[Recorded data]
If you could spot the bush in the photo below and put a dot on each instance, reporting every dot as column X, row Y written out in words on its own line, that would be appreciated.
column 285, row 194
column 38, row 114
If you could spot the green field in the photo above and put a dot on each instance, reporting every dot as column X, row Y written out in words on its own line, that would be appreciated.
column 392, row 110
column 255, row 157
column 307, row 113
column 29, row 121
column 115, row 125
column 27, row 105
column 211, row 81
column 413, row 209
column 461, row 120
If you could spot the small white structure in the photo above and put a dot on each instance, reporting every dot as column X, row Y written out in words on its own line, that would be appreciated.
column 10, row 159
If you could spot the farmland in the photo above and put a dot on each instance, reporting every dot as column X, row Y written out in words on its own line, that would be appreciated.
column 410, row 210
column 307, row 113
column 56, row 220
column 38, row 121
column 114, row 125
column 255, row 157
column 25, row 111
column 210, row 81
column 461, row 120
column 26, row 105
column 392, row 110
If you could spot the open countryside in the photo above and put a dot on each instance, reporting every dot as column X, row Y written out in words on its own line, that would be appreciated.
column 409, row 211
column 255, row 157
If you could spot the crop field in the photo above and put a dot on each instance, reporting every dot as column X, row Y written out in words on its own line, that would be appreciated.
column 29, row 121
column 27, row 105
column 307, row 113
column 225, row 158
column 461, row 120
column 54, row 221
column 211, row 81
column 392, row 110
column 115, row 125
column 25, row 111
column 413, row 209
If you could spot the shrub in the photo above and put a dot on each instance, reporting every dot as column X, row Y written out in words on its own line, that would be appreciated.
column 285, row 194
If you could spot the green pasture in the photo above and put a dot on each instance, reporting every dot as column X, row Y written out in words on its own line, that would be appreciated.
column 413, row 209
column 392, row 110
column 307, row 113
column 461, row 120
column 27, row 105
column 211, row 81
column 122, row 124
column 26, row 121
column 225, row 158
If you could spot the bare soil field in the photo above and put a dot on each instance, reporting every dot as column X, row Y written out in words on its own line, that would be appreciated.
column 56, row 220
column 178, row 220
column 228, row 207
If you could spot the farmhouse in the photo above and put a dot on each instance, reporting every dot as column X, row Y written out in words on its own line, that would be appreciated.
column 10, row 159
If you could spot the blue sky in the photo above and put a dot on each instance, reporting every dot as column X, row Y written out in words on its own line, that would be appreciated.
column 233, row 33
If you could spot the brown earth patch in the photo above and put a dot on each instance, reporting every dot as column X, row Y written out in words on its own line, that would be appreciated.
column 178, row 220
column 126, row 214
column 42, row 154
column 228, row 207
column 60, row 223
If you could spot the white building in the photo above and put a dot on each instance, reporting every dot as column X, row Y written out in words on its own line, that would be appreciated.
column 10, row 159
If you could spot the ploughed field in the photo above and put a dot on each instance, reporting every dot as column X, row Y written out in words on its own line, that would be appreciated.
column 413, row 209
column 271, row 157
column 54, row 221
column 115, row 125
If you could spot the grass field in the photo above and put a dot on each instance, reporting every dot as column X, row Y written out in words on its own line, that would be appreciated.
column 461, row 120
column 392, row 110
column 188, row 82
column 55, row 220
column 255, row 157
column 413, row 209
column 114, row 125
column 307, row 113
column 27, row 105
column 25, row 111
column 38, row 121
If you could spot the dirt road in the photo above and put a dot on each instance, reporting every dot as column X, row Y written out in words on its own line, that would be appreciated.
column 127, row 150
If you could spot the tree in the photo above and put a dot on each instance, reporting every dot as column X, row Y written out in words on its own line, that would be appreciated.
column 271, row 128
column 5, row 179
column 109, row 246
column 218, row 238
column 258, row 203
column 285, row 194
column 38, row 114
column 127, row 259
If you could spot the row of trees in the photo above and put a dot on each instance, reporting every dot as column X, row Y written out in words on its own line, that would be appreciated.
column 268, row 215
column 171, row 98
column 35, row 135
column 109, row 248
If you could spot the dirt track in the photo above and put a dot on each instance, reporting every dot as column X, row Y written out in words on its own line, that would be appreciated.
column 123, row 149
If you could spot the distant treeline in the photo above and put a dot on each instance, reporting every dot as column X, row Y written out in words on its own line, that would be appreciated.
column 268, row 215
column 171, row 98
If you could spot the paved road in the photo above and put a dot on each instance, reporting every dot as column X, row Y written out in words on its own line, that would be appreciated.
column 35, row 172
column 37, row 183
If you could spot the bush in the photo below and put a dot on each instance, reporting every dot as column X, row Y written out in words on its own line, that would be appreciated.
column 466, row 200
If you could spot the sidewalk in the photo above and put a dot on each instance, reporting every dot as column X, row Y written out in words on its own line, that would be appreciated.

◆ What is being asked
Change "dirt track" to "gravel path" in the lines of the material that begin at the line containing "If you could spot the dirt track" and stop after the line containing "column 123, row 149", leaving everything else unaltered.

◆ Response
If you could spot the gravel path in the photo above and put a dot on each instance, reporting every dot as column X, row Y written out in words on its own line, that would be appreciated.
column 123, row 149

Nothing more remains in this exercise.